* **Task description**:
Every entry in the data that follows should come back exactly, pictures aside.

* **Data**:
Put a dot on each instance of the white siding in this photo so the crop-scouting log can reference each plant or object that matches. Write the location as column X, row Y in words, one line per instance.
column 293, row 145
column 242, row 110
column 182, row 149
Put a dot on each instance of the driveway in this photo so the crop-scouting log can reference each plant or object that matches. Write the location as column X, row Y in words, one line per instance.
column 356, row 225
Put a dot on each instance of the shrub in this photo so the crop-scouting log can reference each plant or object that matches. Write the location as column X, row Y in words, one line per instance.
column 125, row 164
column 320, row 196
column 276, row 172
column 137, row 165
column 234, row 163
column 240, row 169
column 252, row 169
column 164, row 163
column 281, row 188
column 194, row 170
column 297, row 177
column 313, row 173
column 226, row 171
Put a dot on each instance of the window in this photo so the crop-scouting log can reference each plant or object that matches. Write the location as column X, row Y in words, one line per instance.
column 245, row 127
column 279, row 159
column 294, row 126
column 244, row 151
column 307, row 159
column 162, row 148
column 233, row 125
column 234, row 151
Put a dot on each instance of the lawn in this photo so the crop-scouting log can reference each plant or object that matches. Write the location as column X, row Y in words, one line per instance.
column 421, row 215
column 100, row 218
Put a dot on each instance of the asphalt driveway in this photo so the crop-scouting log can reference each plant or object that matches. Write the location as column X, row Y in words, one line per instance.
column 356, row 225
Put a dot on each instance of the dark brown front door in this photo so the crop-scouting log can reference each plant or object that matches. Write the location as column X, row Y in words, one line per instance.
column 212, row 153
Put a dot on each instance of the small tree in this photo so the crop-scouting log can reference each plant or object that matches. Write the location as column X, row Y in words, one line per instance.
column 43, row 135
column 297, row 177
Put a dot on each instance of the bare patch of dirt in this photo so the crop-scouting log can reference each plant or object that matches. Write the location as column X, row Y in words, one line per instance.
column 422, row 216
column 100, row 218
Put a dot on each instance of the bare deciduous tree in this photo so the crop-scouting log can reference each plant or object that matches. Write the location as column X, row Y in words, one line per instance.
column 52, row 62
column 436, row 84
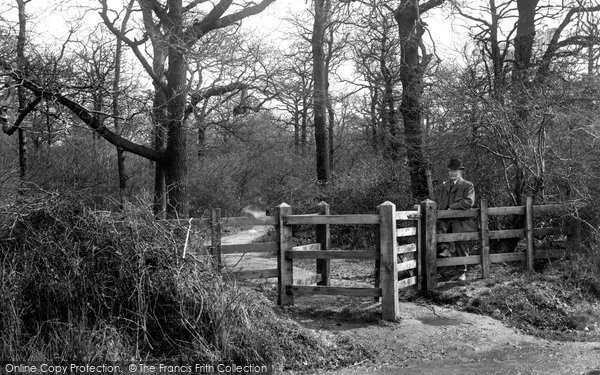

* **Answer box**:
Put a dot on each instance of the white siding in this photo so the crop-scouting log can reference each plant or object that matches. Write the location as column X, row Y in words, one line per instance.
column 293, row 145
column 242, row 110
column 182, row 149
Put a dot on each instance of the driveway in this photo so the crop-scouting log can reference each plant or object that matches. Write the location as column X, row Y in words, one line per instance.
column 356, row 225
Put a dot on each instance of the shrub in this photo so the crop-scouting log can reference each plant or object that matches. Write the location as column X, row Y in words, one line per instance.
column 125, row 164
column 320, row 196
column 276, row 172
column 137, row 165
column 234, row 163
column 240, row 169
column 252, row 169
column 164, row 163
column 281, row 188
column 194, row 170
column 297, row 177
column 313, row 173
column 226, row 171
Put a dot on each instance of the window in this photo so the crop-scouting log can reference each plant or object that matches. Write the location as column X, row Y in words, one line per instance.
column 245, row 127
column 279, row 159
column 294, row 126
column 244, row 151
column 307, row 159
column 162, row 148
column 233, row 125
column 234, row 151
Put a dot on each instance of the lawn in this photo so the crop-scouting log can reference each plant or object that matches. Write the location as column X, row Y in words, one line per instance.
column 421, row 215
column 100, row 218
Put a dot on each instance of the asphalt driveway in this photo so the crop-scouting log can reference each plant or object that matches. Write the location as column X, row Y in words, one line per instance.
column 356, row 225
Put a dot on each instance of the dark brown front door in this photo so the crop-scouting log can reference each plant or object that matches. Write the location as column X, row Y in words, one line per instance.
column 212, row 153
Put a dot on each instance of the small tree in this photo so the crop-scouting log can reference each plant or object that matches. Write the location as column X, row Y in words, one line per instance.
column 43, row 135
column 297, row 177
Put a dot on each instance of the bare patch of dirt in this photo so the crop-scouting log can reference each plant or object that matches. Write the location as column X, row Y in words, one line per instance.
column 422, row 216
column 100, row 218
Put a dot on each instance of the bare deciduous tree in this photo so the crop-scouting log can reference each plant or object that matches. Write the location as column X, row Y in words, one line per instance.
column 52, row 62
column 436, row 84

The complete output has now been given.